Me Lafay : « Nous sommes face à un arrêt important. Il me semble dans un premier temps que la défense n’a pas été la meilleure. Je veux dire par là que les moyens invoqués par le syndicat intercommunal à vocation unique (SIVU) du Centre aquatique de Basse-Goulaine et de Saint-Sébastien-sur-Loire n’étaient pas suffisants. Alors qu’en première instance, l’entreprise requérante a invoqué une sous-évaluation de ses notes techniques et inversement pour l’attributaire, le SIVU n’a pas estimé devoir revenir sur ce fait. Il n’a demandé à la Cour que d’annuler sa condamnation à verser des dommages et intérêts, et n’a pas fait appel sur l’annulation du marché. Il a considéré en effet que le candidat classé en 4ème position était dépourvu de chance de remporter le marché, et que donc cette demande indemnitaire n’était pas fondée. Malheureusement pour la personne publique, la Cour a validé l’appréciation du TA de Nantes, sans s’attarder sur cette notation. On peut déjà tirer une première leçon de cette expérience malheureuse de la part du SIVU :  un requérant, qui plus est en appel, a toujours intérêt à multiplier les demandes. »

**Données fournies:**
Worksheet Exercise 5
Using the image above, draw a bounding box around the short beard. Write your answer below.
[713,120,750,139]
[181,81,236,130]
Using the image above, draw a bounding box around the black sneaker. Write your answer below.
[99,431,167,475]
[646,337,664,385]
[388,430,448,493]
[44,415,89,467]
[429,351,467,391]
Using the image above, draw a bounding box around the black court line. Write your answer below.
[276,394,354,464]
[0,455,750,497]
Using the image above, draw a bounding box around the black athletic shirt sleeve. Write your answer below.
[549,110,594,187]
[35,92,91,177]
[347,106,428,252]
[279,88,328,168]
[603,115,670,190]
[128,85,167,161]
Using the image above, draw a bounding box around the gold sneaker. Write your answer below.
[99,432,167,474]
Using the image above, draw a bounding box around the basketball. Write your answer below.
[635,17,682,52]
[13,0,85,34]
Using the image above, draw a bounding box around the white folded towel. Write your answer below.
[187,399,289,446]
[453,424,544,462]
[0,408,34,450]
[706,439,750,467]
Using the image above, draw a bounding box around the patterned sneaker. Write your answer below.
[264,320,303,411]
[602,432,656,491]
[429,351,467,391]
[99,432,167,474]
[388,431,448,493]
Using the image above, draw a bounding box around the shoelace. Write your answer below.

**Consigne 1:** D'après l'article, à quel rang était classé le candidat que le SIVU estimait dépourvu de chance de remporter le marché ?
**Consigne 2:** Parmi les lignes placées après l'article, reproduisez à l'identique celles qui commencent à la ligne contenant « basketball. Write your answer below. » et se poursuivent jusqu'à la ligne contenant « [706,439,750,467] », ces deux lignes comprises.

**Réponse attendue 1:** Il était classé en 4ème position.

**Réponse attendue 2:**
Using the image above, draw a bounding box around the basketball. Write your answer below.
[635,17,682,52]
[13,0,85,34]
Using the image above, draw a bounding box around the white folded towel. Write your answer below.
[187,399,289,446]
[453,424,544,462]
[0,408,34,450]
[706,439,750,467]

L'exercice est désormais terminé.